Selected passage =>
★ ★ ★

Making a safe setup is one of the most important elements in making a Paracord creation that's safe for people and animals. It can certainly be difficult to make a correct setup when you don't yet know this technique.

For practising this technique, a Paracord length of 60-100 cm is recommended. Much longer lengths are used when tackling real projects (such as Paracord collars or harnesses), which makes it more complicated to learn the technique.

Three methods are described in this tutorial. The text version of the descriptions is also given below the videos.

1. Single setup with D-rings

This method is regularly used for making a half-check collar.

Materials

Technique

Only one of the two D-rings is used in the first steps. The second D-ring is used from step 7 onwards.

  1. Find the middle of the cord and fold it double.
  2. Now insert the loop of the cord via the rear side through the D-ring.
  3. Place the loop over the D-ring to make a Cow Hitch knot (see image).
  4. Bring the left-hand cord along the left-hand side again via the rear side of the buckle and insert it through the loop you've just made with this action.
  5. Repeat on the right-hand side with the right-hand cord.
  6. Now there are two Cow Hitch knots.
  7. Place the 2 D-rings on the Paracord jig. Now proceed with the other D-ring.
  8. Insert both Paracords that are attached to the first D-ring through the second D-ring via the front side.
  9. Pull the left-hand cord through the middle of the foundation cords (those tensioned) to the front and place it on the left-hand side.
  10. Insert this one via the rear side through the D-ring, back into the loop that you've made.
  11. Repeat this on the right-hand side.
  12. Your safe Paracord setup is done.

2. Single setup with buckle and D-ring

Materials

Technique

When knotting a collar, it's important to think about the placement of the D-ring. There are various safe methods. The method learnt here is the one where the D-ring is attached to the female side of the buckle when setting up (see image).

When you choose to knot the D-ring in the collar itself, make certain that the buckle won't hurt the dog when they pull on the lead. This can occur when the buckle presses on the throat when the lead is pulled. 

It's handy to have a second buckle at hand to make it easier to tension the collar on the Paracord jig.

Only the male side of the buckle is used in the first steps. From step 7 onwards, you also use the female side.

  1. Find the middle of the cord and fold it double.
  2. Now bring the loop of the cord through the buckle via the rear side.
  3. Place the loop over the buckle to make a Cow Hitch knot (see image 1).
  4. Bring the left-hand cord along the left-hand side again via the rear side of the buckle and insert it through the loop you've just made.
  5. Repeat this on the right-hand side.
  6. Now there are two Cow Hitch knots.
  7. Now tension both sides of the buckle on the Paracord jig.
  8. Insert both cords through the D-ring, and then straight through the female side of the buckle. The D-ring doesn't settle in place right away, but this is solved later.

★ ★ ★

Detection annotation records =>
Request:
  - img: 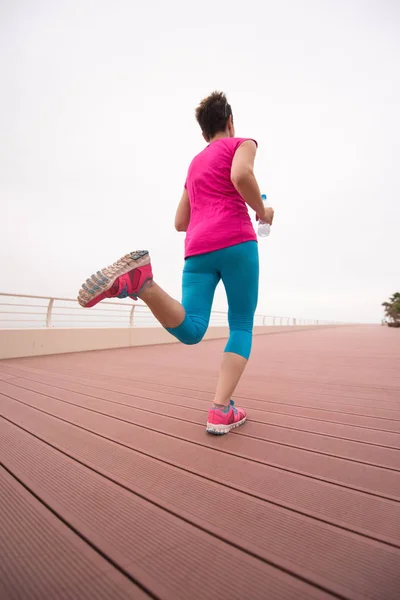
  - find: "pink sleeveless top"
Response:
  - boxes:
[185,138,257,258]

★ ★ ★

What is being asked =>
Write what comes next in the paracord setup tutorial, picking up after its last step. The records stand apart from the text.

Solved exercise =>
  9. Bring the left-hand cord to the front via the middle, and place it back on the left-hand side.
  10. Now insert the cord through the buckle and the D-ring via the rear side. Then insert it back through the loop just formed.
  11. Repeat steps 9 and 10 on the right-hand side. 
  12. Your setup is now ready to go!

 

3. Single setup with adapter

Materials

Technique

An adapter is often used for making an adjustable collar. The setup is attached to the tri-glide and belt buckle.

It's important to now think about the place where you want to finish off. That may sound strange, because we are working on the setup. Why do you have to think about that now? The side where you make the first setup knots is automatically the side where you'll be finishing off the collar.

Both sides have an advantage and a disadvantage:

  • First knots on the tri-glide: gives more room to finish off, but this will be visible when the collar is being worn.
  • First knots on the belt buckle: less room to finish off, but the finishing off is not visible when the collar is being worn. This is because the Biothane or leather will lie over this part when you close the adapter. 

The tri-glide option is used in the example.

  1. Find the middle of the cord and fold it double.
  2. Now bring the loop of the cord through the tri-glide via the rear side.
  3. Put the loop over the tri-glide to make a Cow Hitch knot (see image 1).
  4. Bring the left-hand cord along the left-hand side again via the rear side of the tri-glide and insert it through the loop you've just made.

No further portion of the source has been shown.